● **WRITTEN EXERCISE**
Put into a numbered list the lines of the entries below, starting at the line that contains "Pass this photo to locate to point out the man's" and ending at the line that contains "x=503, y=270". Leave out any blank lines.

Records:
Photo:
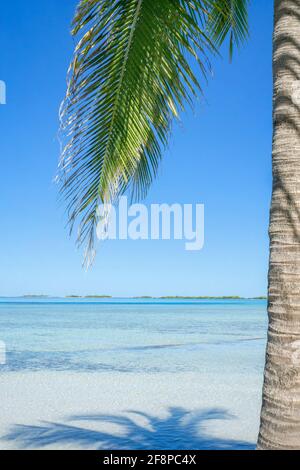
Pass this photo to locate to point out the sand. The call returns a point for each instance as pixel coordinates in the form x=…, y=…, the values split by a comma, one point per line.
x=63, y=410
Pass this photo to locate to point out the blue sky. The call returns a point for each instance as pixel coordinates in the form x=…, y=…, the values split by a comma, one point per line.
x=219, y=155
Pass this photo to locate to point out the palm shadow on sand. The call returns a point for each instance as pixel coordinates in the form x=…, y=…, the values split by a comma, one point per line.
x=179, y=430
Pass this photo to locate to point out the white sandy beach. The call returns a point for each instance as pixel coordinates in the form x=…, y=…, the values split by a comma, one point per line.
x=50, y=410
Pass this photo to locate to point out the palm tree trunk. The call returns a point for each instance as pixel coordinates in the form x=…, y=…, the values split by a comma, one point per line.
x=280, y=416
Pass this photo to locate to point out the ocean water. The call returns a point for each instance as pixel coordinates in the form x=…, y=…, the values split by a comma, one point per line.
x=133, y=336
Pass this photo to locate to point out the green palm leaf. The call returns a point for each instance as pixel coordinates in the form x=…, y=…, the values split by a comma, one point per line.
x=130, y=76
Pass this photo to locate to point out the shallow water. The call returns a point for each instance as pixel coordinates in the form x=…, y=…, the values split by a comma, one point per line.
x=136, y=336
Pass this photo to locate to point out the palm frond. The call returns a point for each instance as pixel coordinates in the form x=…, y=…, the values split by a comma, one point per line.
x=228, y=18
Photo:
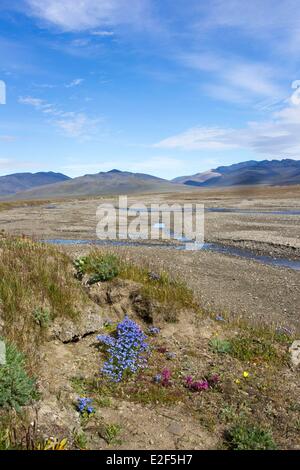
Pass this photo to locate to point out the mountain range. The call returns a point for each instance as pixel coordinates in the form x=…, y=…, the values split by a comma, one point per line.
x=56, y=185
x=113, y=182
x=267, y=172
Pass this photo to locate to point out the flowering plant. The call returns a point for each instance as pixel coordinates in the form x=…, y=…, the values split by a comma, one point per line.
x=126, y=351
x=200, y=385
x=84, y=406
x=153, y=330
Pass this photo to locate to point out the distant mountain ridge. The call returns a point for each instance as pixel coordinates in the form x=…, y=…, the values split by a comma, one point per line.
x=113, y=182
x=12, y=184
x=268, y=172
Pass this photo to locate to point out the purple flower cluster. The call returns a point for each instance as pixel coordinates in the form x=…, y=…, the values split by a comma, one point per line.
x=126, y=351
x=153, y=330
x=84, y=406
x=200, y=385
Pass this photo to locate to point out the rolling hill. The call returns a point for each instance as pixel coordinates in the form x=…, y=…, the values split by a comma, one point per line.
x=267, y=172
x=110, y=183
x=11, y=184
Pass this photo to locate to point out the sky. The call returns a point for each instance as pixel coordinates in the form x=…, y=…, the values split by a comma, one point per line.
x=167, y=87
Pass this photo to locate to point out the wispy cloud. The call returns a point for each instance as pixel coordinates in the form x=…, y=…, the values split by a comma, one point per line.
x=278, y=136
x=87, y=14
x=234, y=78
x=164, y=166
x=72, y=124
x=7, y=138
x=74, y=83
x=103, y=34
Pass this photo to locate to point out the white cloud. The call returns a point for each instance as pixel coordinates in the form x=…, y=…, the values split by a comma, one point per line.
x=278, y=136
x=234, y=78
x=200, y=138
x=71, y=124
x=7, y=138
x=163, y=166
x=87, y=14
x=77, y=125
x=103, y=34
x=76, y=82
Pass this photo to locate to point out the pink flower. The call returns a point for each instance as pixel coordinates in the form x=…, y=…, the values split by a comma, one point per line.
x=201, y=385
x=166, y=375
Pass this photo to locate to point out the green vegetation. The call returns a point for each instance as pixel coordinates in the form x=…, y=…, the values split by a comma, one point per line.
x=42, y=317
x=80, y=440
x=220, y=346
x=170, y=293
x=100, y=267
x=16, y=387
x=34, y=275
x=253, y=348
x=248, y=437
x=250, y=347
x=112, y=433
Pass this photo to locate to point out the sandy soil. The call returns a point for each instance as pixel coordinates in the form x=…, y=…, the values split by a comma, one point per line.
x=222, y=282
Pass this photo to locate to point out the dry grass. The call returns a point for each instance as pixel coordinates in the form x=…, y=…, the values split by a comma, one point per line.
x=4, y=206
x=34, y=276
x=164, y=290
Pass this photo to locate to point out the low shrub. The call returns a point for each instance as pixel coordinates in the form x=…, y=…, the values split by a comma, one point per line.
x=248, y=437
x=220, y=346
x=16, y=387
x=100, y=267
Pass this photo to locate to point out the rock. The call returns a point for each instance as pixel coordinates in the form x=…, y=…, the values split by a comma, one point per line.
x=295, y=353
x=176, y=429
x=68, y=331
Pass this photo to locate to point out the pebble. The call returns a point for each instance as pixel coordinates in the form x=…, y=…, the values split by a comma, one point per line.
x=295, y=353
x=175, y=428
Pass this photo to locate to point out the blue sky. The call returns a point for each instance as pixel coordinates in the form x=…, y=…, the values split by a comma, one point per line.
x=164, y=87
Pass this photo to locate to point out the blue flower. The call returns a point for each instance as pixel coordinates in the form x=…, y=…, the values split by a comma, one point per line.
x=126, y=351
x=83, y=406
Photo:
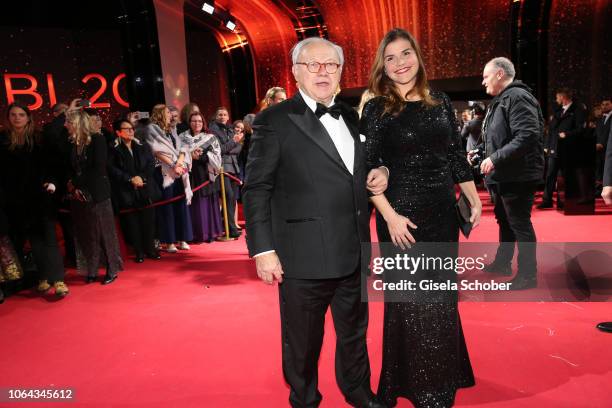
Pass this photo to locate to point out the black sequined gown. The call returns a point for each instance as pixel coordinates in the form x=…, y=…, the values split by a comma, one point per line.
x=425, y=358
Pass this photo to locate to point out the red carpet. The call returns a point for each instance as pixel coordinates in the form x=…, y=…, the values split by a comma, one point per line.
x=197, y=329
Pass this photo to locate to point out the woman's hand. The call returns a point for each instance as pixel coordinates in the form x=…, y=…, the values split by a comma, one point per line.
x=197, y=153
x=476, y=212
x=179, y=169
x=398, y=229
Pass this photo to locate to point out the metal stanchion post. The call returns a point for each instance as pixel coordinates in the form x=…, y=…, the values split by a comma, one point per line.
x=224, y=202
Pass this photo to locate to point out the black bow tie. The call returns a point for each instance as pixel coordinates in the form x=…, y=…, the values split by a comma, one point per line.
x=335, y=111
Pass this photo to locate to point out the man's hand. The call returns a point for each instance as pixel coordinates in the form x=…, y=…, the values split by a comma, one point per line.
x=606, y=194
x=269, y=268
x=377, y=181
x=137, y=182
x=486, y=166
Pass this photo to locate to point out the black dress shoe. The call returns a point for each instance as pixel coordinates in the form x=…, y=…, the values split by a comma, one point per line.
x=520, y=283
x=109, y=279
x=605, y=326
x=503, y=270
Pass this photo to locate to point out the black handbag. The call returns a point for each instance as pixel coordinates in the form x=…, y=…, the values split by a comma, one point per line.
x=464, y=212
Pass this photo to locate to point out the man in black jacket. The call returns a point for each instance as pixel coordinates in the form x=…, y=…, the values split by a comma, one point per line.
x=230, y=149
x=606, y=194
x=602, y=129
x=563, y=140
x=306, y=207
x=513, y=167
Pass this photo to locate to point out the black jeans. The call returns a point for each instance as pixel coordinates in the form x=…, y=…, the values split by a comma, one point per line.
x=303, y=304
x=230, y=196
x=513, y=202
x=42, y=238
x=550, y=185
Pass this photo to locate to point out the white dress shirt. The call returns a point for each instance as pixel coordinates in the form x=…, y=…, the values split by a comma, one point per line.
x=338, y=131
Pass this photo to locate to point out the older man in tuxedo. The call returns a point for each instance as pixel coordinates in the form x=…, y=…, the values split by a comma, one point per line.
x=306, y=207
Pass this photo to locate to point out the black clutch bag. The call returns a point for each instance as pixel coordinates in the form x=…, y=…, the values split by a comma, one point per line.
x=464, y=212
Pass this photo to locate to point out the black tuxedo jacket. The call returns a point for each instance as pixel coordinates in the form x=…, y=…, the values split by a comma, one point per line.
x=124, y=165
x=299, y=198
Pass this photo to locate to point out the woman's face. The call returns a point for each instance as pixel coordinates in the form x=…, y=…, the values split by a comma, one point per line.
x=239, y=128
x=18, y=118
x=96, y=124
x=126, y=132
x=401, y=62
x=222, y=116
x=69, y=127
x=196, y=124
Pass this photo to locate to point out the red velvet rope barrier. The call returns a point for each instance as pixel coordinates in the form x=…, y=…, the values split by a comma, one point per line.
x=168, y=201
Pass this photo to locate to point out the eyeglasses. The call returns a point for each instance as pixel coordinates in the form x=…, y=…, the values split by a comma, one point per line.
x=314, y=67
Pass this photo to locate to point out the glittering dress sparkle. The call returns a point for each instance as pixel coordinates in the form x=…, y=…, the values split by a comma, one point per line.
x=425, y=357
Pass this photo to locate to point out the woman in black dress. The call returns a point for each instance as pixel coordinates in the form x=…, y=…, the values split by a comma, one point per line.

● **FULL OUTPUT**
1. Pass this photo to locate to point out the man's hand. The call returns a point for each instance as pixel coordinates in the form x=…, y=…, the values split by a comma, one point per line.
2. x=606, y=194
3. x=269, y=268
4. x=377, y=181
5. x=137, y=182
6. x=486, y=166
7. Pass this photo to locate to point out the black dress shoe. The call returns a point for each instance as pixel coordinates in the form x=…, y=…, the values split by a comma, one point per line.
8. x=520, y=283
9. x=109, y=279
10. x=605, y=326
11. x=503, y=270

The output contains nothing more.